* YOUR TASKS *
1. Please reproduce the article on Zimbabwe's quarantine centres word for word, starting at "At most State-run" and ending at "in quarantine centres.".
2. According to the article on Zimbabwe's quarantine centres, how many cases did the country record on 25 May, and how many of them were in quarantine centres?

* EXTRACT *
- - - -
The Zimbabwe Association of Doctors for Human Rights (ZADHR) has filed an urgent High Court challenge against deplorable conditions at most Covid-19 quarantine centres for returning residents in the country.
The returnees, according to rights doctors, are forced to share few and dirty ablutions, bathing facilities while some residents have no access to medication.
The Health Ministry is cited as the respondent and the doctors want the government through the same ministry to put in place adequate measures to mitigate the spread of the Covid-19 virus in quarantine centres throughout the country.
"The inadequate measures are exposing the returning and other persons detained in these facilities to the risk of contracting the Covid-19 disease, with about 35 out of 96 females who were quarantined at a quarantine facility situated at Girls High School in Harare, having to be transferred to Wilkins Hospital in the evening of the 28th of May 2020 upon allegedly testing positive for Covid-19 following tests conducted on the group on the 24th of May 2020," reads the court application.
"At most of the centres, social distancing is not being observed, the facilities are not being regularly disinfected and the returning residents and other persons detained in these facilities are not being subjected to regular temperature testing."
It is also reported that there are some expectant mothers with underlying conditions that need constant monitoring.
At most State-run isolation centres, the residents are said to be using unwashed utensils and are inadequate as there is no running water.
The returning citizens who have tested positive are blaming their living conditions at the quarantine facilities for contracting the disease at the camps.
The country has in the last few days witnessed a rapid increase in positive cases especially in quarantine centres with the country recording 64 cases on 25 of May, 61 of which were recorded in quarantine centres.
Seventeen tested positive on 27 May again at the quarantine centres.
Some 35 cases were recorded at the Harare Girls High School on the outskirts of the central business district.
- - - -
* ENTRIES PROVIDED *
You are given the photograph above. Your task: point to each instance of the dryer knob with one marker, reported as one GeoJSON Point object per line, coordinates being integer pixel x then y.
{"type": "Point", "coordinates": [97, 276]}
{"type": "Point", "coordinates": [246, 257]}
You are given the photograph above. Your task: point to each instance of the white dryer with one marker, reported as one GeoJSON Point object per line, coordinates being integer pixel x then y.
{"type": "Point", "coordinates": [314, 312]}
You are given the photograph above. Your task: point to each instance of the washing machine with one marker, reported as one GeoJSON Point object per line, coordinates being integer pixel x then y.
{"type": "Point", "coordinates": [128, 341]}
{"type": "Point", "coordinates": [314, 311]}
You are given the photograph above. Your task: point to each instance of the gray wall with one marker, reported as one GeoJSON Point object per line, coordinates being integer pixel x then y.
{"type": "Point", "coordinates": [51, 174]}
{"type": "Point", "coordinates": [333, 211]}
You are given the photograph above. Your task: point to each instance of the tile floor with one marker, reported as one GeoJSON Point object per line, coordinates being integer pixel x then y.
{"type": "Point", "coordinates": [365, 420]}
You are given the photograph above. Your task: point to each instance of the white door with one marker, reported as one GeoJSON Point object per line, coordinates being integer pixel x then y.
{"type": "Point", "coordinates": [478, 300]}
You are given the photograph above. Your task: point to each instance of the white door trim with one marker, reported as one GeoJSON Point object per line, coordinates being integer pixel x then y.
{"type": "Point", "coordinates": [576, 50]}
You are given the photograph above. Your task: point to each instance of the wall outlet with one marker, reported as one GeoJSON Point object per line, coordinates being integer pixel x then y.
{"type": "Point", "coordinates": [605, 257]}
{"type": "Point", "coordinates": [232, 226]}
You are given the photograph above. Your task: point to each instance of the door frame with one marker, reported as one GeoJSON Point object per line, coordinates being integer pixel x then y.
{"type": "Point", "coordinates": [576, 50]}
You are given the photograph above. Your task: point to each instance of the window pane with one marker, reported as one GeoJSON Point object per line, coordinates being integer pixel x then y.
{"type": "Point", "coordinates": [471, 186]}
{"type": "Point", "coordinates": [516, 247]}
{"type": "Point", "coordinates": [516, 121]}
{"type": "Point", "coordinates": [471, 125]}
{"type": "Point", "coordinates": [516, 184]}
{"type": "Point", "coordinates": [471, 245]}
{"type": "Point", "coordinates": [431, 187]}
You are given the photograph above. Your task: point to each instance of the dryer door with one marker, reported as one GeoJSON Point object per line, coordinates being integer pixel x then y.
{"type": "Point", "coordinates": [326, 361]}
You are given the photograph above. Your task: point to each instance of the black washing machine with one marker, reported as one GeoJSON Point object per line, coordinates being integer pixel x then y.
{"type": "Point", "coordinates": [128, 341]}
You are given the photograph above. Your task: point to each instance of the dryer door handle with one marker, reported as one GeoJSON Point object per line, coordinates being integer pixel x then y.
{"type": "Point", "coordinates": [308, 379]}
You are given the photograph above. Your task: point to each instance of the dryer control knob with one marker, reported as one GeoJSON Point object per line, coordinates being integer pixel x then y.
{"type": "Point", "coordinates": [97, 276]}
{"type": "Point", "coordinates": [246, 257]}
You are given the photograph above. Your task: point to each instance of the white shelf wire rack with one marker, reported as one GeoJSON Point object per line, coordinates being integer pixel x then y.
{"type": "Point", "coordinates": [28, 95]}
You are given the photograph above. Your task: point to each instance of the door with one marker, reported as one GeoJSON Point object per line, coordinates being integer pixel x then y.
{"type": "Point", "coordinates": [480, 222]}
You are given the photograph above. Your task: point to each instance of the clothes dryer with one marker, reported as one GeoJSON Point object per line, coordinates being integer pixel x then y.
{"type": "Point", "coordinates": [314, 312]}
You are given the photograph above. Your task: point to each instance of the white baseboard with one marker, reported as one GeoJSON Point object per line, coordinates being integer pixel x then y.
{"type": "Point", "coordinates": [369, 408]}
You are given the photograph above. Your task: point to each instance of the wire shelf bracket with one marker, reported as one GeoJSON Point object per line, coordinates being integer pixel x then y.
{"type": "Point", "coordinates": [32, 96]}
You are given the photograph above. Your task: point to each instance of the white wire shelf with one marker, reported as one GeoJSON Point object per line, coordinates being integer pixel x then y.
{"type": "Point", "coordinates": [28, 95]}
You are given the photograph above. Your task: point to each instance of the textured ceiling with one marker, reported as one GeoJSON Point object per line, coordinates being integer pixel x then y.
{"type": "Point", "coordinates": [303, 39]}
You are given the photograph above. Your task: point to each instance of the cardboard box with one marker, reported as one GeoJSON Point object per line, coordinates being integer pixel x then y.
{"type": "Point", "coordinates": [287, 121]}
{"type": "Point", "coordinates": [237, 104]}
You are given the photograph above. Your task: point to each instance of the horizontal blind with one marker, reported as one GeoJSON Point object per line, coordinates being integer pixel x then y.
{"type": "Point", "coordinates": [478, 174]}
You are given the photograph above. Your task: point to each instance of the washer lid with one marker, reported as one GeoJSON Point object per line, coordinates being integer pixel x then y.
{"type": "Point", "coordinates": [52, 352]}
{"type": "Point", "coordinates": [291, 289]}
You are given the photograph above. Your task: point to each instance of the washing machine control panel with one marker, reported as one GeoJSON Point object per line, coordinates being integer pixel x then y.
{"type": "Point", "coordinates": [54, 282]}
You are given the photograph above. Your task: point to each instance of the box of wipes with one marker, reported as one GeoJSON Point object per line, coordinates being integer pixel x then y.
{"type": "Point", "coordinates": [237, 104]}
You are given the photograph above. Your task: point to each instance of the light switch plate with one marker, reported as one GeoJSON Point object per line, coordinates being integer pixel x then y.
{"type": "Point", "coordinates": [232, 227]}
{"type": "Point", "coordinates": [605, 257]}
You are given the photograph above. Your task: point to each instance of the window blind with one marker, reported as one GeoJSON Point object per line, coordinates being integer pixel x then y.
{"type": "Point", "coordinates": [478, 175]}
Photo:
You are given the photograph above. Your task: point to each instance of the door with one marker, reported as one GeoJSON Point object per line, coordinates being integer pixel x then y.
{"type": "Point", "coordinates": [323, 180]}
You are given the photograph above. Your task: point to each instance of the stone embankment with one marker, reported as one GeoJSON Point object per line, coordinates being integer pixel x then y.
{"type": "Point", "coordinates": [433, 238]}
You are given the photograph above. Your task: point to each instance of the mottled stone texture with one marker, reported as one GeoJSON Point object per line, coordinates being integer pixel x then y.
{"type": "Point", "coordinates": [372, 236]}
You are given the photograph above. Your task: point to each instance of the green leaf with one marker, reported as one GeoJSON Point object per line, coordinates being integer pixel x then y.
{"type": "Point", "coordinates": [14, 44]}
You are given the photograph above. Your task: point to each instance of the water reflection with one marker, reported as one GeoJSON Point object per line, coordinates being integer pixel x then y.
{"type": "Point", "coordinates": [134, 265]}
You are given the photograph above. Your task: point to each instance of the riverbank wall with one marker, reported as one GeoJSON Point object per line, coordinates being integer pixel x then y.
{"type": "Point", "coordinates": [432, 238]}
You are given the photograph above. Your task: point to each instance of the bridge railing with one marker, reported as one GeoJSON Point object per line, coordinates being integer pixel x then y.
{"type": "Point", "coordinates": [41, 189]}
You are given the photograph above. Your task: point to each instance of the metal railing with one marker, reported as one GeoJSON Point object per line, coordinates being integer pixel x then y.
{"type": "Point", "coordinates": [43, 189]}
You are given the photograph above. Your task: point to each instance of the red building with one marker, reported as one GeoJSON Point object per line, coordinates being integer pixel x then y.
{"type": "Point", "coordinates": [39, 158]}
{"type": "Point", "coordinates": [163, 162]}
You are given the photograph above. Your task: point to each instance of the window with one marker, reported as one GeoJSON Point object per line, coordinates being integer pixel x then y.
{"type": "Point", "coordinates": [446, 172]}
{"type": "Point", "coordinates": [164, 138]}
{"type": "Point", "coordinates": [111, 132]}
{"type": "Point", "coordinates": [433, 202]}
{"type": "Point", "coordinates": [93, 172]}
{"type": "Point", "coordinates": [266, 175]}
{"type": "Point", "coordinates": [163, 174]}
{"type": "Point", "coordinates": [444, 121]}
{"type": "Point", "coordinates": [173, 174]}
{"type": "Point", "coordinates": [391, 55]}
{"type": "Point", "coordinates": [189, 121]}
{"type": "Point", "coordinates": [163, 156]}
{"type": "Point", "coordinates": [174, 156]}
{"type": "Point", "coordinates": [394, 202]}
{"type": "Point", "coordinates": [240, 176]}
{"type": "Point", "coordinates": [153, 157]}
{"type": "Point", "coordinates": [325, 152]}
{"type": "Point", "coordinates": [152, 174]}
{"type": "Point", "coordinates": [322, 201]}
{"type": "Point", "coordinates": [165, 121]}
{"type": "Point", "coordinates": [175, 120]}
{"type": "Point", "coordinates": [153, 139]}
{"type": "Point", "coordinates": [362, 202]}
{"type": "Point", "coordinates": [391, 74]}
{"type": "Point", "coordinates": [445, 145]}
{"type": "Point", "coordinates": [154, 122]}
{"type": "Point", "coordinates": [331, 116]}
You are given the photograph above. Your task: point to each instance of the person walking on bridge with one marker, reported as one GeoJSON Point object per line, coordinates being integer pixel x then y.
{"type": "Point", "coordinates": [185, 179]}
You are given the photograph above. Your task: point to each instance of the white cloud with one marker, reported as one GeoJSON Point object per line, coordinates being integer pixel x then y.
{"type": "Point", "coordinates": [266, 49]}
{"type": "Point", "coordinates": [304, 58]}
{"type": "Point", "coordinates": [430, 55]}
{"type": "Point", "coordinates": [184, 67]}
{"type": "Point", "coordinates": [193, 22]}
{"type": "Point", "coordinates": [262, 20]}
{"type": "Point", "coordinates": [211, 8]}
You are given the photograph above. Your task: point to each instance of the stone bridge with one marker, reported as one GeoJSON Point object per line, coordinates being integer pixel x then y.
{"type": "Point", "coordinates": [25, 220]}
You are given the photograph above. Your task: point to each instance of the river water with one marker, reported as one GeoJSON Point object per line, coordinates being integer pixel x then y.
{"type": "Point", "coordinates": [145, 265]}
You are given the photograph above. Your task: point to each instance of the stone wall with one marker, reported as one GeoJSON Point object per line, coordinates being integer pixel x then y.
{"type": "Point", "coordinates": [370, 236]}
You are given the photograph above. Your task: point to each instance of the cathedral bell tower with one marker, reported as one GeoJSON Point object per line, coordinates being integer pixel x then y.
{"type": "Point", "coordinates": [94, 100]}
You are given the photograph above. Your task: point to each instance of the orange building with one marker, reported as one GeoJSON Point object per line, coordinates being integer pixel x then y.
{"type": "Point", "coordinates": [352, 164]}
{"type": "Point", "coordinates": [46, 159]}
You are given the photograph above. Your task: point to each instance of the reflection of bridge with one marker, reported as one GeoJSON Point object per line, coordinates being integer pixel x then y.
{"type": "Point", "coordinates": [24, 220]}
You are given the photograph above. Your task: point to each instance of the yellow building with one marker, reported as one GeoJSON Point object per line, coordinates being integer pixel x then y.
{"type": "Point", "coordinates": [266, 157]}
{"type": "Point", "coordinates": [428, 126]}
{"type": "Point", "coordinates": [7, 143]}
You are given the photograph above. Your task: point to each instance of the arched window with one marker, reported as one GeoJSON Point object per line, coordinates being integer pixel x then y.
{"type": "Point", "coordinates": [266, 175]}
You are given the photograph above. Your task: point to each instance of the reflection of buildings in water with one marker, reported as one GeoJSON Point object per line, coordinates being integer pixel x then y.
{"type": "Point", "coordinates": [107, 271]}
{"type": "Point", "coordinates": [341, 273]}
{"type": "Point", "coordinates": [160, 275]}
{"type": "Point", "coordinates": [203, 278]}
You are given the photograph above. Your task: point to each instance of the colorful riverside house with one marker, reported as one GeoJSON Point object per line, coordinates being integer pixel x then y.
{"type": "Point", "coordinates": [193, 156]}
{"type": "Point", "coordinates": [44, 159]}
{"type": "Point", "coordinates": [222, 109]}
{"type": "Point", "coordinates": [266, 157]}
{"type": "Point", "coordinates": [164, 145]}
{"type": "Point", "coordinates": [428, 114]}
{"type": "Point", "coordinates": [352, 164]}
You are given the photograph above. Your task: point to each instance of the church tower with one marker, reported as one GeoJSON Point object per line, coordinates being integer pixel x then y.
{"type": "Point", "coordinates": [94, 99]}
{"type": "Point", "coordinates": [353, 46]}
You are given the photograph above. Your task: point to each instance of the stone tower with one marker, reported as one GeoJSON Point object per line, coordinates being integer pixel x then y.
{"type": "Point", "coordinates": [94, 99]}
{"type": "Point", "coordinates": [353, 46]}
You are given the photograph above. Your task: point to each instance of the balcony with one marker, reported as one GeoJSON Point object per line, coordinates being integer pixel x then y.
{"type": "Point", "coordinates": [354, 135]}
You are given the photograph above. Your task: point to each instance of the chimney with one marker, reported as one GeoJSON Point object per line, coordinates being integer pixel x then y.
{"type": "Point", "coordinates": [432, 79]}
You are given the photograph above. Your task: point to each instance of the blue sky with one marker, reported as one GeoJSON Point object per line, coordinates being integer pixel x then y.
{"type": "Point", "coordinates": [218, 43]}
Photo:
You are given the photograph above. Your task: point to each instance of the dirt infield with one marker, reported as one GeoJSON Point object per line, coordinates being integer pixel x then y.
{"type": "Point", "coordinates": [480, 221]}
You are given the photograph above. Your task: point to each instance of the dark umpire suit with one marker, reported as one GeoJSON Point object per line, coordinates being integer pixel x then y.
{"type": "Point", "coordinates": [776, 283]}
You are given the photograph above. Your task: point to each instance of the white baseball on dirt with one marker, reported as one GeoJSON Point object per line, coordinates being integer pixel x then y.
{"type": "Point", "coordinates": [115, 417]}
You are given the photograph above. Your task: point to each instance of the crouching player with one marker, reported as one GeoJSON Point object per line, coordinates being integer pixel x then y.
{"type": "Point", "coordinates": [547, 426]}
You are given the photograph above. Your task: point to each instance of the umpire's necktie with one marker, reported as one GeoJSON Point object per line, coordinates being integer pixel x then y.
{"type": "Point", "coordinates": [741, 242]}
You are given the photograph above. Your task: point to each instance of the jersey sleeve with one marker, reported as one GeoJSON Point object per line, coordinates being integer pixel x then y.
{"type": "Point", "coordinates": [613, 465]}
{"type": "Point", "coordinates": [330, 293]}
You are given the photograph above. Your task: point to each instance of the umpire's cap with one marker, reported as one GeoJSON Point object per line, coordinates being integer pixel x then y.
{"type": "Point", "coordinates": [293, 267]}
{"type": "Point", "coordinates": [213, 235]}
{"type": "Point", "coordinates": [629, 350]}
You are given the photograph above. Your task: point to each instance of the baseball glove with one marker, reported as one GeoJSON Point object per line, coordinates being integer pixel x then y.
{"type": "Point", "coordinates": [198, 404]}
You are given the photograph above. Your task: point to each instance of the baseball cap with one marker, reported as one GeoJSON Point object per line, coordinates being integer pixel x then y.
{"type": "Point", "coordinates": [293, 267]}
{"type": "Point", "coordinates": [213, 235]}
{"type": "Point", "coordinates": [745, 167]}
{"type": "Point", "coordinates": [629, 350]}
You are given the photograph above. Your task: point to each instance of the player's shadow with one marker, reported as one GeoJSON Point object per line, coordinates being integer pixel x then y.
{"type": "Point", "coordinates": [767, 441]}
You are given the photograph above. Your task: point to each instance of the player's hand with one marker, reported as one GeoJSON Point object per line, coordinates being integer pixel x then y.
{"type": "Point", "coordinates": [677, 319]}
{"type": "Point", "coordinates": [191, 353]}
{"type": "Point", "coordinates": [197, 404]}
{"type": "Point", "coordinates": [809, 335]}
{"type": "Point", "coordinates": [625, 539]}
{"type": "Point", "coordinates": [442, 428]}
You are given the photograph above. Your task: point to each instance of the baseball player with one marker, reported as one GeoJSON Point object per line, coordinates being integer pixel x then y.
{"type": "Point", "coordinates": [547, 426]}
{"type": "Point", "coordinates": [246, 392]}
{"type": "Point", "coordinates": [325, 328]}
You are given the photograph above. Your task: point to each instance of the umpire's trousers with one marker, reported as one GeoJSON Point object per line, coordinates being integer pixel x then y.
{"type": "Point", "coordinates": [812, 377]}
- - - -
* YOUR RESPONSES *
1.
At most State-run isolation centres, the residents are said to be using unwashed utensils and are inadequate as there is no running water.
The returning citizens who have tested positive are blaming their living conditions at the quarantine facilities for contracting the disease at the camps.
The country has in the last few days witnessed a rapid increase in positive cases especially in quarantine centres with the country recording 64 cases on 25 of May, 61 of which were recorded in quarantine centres.

2. 64 cases, 61 of them in quarantine centres.